◆ Фрагмент страницы

◇ ◇ ◇ ◇ ◇ ◇ ◇

Выбрать главу

«- И самое тяжелое для нас, немецких социалистов, - закончил он, обращаясь ко мне, - это сознание, что мы являемся палачами вашей революции. Когда я встречаюсь с русскими товарищами, мне стыдно перед ними за то, что я немец.

- Почему же, в таком случае, - спросил я его, - вы не ведете активной подпольной борьбы с вашим правительством?

- Такую борьбу мы ведем, хотя в очень слабых размерах. Время от времени нам удается выпустить одну-другую прокламацию, кое-где организовать забастовку, иногда даже провести демонстрацию. Но все это тонет в общем море жестокой реакции, возглавляемой Гинденбургом и Людендорфом.

- Почему вы тогда не применяете террористического метода русских социалистов-революционеров? Неужели среди вас не найдется таких, которые способны пожертвовать собою? Наконец, мы, русские, можем вам помочь в этом и предоставить вам нужных людей.

Лицо благодушного немца изобразило одновременно широкую довольную улыбку и какой-то внутренний, затаенный испуг.

- Хорошо бы! - мечтательно произнес он. - Но только среди нас, пожалуй, действительно не найдется людей, подобных вашему Каляеву или Сазонову. Допустить же, чтобы в момент генерального наступления на Западе акт был выполнен русскими, значило бы с нашей стороны совершить величайшее преступление. На вас будут смотреть, как на наемных провокаторов Антанты.

Затем, нагнувшись, тихо добавил:

- Хотя я марксист, но вы не думайте, что я не сочувствую террору. Но нужно устроить так, чтобы акт был понятен, как для рабочих России, так и для трудящихся Германии. Мне кажется, что выход есть. На восточном фронте сейчас особенно выдвинулась фигура генерала Эйхгорна, посадившего в Киеве гетмана Скоропадского. Его убийство было бы встречено с огромным удовлетворением не только в России и на Украине, но и германскими рабочими массами…«

Таким образом, первую мысль о покушении на командующего группой армий «Киев» подали именно немцы. Ну, а насчет императорского посла графа Вильгельма фон Мирбаха левые эсеры додумались сами. Договорившись о взаимодействии с ЦК Украинской партии левых эсеров, боевая организация планировала также предпринять теракт в отношении германского сателлита Скоропадского.

◇ ◇ ◇ ◇ ◇ ◇ ◇

◆ Предоставленные данные
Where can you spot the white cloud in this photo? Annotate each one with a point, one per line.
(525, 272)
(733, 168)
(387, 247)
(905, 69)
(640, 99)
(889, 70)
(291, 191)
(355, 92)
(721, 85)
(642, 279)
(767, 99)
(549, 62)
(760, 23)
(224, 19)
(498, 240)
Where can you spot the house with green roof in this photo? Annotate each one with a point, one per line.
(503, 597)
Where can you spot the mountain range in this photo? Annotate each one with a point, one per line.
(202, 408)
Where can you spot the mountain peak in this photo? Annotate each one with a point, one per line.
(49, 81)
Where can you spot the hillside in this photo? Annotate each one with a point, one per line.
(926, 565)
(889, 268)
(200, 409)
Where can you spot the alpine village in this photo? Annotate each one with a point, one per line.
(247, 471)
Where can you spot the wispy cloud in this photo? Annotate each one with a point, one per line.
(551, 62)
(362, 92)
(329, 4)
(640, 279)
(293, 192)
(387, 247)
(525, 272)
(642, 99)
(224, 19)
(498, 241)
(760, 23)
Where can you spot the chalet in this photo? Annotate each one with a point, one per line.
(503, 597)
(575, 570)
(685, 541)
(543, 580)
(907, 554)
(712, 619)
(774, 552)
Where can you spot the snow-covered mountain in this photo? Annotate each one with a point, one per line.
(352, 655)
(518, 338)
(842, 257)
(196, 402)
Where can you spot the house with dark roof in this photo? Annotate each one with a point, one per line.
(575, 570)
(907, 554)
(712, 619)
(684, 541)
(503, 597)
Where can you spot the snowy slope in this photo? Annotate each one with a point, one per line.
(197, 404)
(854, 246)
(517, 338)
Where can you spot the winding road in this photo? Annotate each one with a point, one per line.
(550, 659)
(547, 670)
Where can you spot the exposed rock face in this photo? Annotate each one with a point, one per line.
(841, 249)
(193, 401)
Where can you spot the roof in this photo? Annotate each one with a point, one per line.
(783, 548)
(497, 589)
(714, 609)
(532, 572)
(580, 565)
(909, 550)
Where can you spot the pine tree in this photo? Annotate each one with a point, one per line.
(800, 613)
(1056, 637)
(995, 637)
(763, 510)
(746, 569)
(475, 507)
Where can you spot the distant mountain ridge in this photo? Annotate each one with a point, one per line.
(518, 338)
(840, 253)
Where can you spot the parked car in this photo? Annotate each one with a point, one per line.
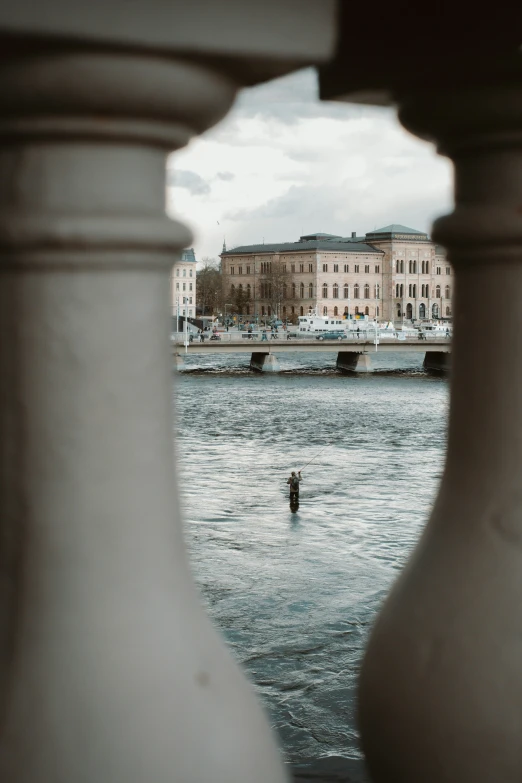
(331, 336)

◇ ◇ ◇ ◇ ◇ ◇ ◇

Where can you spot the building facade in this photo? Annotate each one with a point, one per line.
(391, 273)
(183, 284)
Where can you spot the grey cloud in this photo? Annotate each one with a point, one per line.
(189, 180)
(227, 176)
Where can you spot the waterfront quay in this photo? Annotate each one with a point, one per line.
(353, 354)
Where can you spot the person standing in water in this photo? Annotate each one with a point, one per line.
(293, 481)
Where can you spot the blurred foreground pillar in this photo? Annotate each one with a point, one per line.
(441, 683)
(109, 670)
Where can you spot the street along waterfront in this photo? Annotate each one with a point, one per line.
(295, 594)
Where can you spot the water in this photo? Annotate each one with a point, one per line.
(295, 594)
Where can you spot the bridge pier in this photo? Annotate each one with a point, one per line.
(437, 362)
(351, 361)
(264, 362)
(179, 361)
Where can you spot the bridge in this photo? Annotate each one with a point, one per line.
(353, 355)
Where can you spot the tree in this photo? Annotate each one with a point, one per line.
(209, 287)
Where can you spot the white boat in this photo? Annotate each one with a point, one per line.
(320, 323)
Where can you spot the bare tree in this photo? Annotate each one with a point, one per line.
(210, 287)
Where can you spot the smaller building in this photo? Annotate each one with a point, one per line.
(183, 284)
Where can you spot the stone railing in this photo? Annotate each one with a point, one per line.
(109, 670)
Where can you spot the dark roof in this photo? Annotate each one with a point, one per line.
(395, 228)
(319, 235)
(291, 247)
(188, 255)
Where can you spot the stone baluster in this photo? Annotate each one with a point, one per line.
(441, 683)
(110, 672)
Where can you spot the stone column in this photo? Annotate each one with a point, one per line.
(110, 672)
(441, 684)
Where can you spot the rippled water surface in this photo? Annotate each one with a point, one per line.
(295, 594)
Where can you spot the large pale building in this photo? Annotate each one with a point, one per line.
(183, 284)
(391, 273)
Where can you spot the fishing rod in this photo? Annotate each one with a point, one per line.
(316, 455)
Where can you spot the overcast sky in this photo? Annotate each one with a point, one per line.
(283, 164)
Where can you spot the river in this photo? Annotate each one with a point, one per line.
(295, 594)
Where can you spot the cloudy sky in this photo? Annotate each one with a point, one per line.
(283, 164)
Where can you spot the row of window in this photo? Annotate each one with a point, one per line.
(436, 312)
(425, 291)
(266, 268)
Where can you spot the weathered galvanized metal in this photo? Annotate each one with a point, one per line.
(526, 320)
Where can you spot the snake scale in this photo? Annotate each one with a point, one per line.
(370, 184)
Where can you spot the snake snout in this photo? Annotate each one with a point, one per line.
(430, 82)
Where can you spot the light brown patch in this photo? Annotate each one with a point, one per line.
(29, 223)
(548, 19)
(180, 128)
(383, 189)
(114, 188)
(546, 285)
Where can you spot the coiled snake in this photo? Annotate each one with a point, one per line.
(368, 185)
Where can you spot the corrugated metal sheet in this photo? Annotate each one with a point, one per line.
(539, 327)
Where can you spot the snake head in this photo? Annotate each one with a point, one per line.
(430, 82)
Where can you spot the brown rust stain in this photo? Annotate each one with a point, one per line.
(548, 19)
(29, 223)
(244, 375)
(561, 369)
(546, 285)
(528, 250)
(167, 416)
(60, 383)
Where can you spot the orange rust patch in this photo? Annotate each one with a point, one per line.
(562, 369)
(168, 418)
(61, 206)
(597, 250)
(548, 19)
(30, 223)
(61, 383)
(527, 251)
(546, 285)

◇ ◇ ◇ ◇ ◇ ◇ ◇

◆ Письменное задание
Перепишите из фрагмента страницы без изменений отрывок от слов «- Почему вы тогда» до слов «наемных провокаторов Антанты.» включительно.

◆ Письменный ответ
- Почему вы тогда не применяете террористического метода русских социалистов-революционеров? Неужели среди вас не найдется таких, которые способны пожертвовать собою? Наконец, мы, русские, можем вам помочь в этом и предоставить вам нужных людей.

Лицо благодушного немца изобразило одновременно широкую довольную улыбку и какой-то внутренний, затаенный испуг.

- Хорошо бы! - мечтательно произнес он. - Но только среди нас, пожалуй, действительно не найдется людей, подобных вашему Каляеву или Сазонову. Допустить же, чтобы в момент генерального наступления на Западе акт был выполнен русскими, значило бы с нашей стороны совершить величайшее преступление. На вас будут смотреть, как на наемных провокаторов Антанты.